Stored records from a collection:
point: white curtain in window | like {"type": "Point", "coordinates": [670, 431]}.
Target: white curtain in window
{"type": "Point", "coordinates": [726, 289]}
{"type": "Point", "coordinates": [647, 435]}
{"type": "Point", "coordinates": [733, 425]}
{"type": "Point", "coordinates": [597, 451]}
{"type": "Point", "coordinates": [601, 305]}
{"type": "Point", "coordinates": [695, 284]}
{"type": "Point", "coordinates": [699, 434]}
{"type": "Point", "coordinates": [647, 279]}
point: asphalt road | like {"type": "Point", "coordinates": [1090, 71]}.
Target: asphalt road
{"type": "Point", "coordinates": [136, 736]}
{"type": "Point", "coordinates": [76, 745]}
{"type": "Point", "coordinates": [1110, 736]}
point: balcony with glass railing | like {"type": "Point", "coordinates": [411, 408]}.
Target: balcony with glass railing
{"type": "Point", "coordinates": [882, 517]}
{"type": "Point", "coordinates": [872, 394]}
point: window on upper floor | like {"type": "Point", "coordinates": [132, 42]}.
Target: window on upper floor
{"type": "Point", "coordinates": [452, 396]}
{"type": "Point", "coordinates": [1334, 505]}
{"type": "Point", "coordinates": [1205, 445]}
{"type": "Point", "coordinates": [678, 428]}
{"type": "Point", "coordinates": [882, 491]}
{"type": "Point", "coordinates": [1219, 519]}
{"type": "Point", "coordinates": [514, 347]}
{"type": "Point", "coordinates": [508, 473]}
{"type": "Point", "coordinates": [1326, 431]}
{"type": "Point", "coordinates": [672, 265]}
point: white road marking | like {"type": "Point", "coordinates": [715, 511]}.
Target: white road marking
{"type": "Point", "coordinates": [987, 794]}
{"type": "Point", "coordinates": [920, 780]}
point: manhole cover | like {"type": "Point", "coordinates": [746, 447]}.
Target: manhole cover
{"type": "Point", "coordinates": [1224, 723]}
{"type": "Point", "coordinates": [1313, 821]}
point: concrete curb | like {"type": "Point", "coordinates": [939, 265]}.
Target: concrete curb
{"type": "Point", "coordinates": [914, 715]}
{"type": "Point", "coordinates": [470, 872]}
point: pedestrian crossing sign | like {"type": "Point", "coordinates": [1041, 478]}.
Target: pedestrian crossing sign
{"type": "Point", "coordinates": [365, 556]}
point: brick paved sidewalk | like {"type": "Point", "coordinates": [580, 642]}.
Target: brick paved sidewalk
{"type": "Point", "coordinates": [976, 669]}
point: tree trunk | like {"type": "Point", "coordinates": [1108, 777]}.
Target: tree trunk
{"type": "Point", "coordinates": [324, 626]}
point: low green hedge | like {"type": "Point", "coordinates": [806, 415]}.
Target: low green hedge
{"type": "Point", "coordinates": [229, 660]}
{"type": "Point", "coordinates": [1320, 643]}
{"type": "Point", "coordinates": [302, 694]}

WHAT THE TASK ASKS:
Reproduce all of the records above line for line, with no changes.

CORRECT RESPONSE:
point: white curtain in window | like {"type": "Point", "coordinates": [670, 431]}.
Target: white curtain in window
{"type": "Point", "coordinates": [726, 289]}
{"type": "Point", "coordinates": [647, 435]}
{"type": "Point", "coordinates": [733, 425]}
{"type": "Point", "coordinates": [597, 451]}
{"type": "Point", "coordinates": [601, 305]}
{"type": "Point", "coordinates": [695, 284]}
{"type": "Point", "coordinates": [699, 434]}
{"type": "Point", "coordinates": [647, 279]}
point: asphalt road | like {"type": "Point", "coordinates": [1090, 71]}.
Target: asphalt road
{"type": "Point", "coordinates": [136, 736]}
{"type": "Point", "coordinates": [76, 745]}
{"type": "Point", "coordinates": [1110, 736]}
point: balcony with glass railing | like {"type": "Point", "coordinates": [411, 408]}.
Target: balcony with glass railing
{"type": "Point", "coordinates": [882, 517]}
{"type": "Point", "coordinates": [872, 394]}
point: window on upper floor | like {"type": "Point", "coordinates": [132, 42]}.
Target: window on upper floor
{"type": "Point", "coordinates": [452, 396]}
{"type": "Point", "coordinates": [1334, 505]}
{"type": "Point", "coordinates": [1205, 445]}
{"type": "Point", "coordinates": [678, 428]}
{"type": "Point", "coordinates": [882, 491]}
{"type": "Point", "coordinates": [1219, 519]}
{"type": "Point", "coordinates": [514, 347]}
{"type": "Point", "coordinates": [508, 473]}
{"type": "Point", "coordinates": [1326, 431]}
{"type": "Point", "coordinates": [672, 265]}
point: white road marking | like {"type": "Point", "coordinates": [715, 511]}.
Target: white road marking
{"type": "Point", "coordinates": [987, 794]}
{"type": "Point", "coordinates": [920, 780]}
point: manhole cover | like {"type": "Point", "coordinates": [746, 447]}.
Target: manhole cover
{"type": "Point", "coordinates": [1224, 723]}
{"type": "Point", "coordinates": [1313, 821]}
point: concrete curb | like {"type": "Point", "coordinates": [939, 265]}.
Target: concrete curb
{"type": "Point", "coordinates": [914, 715]}
{"type": "Point", "coordinates": [470, 872]}
point: pedestrian crossing sign | like {"type": "Point", "coordinates": [1041, 478]}.
Target: pedestrian crossing sign
{"type": "Point", "coordinates": [365, 556]}
point: brick paved sidewalk | like {"type": "Point", "coordinates": [580, 642]}.
Target: brick paved sidewalk
{"type": "Point", "coordinates": [976, 669]}
point: tree trunk | like {"type": "Point", "coordinates": [1108, 777]}.
Target: tree trunk
{"type": "Point", "coordinates": [324, 626]}
point: low green hedge | like {"type": "Point", "coordinates": [806, 415]}.
Target: low green hedge
{"type": "Point", "coordinates": [229, 660]}
{"type": "Point", "coordinates": [1320, 643]}
{"type": "Point", "coordinates": [302, 694]}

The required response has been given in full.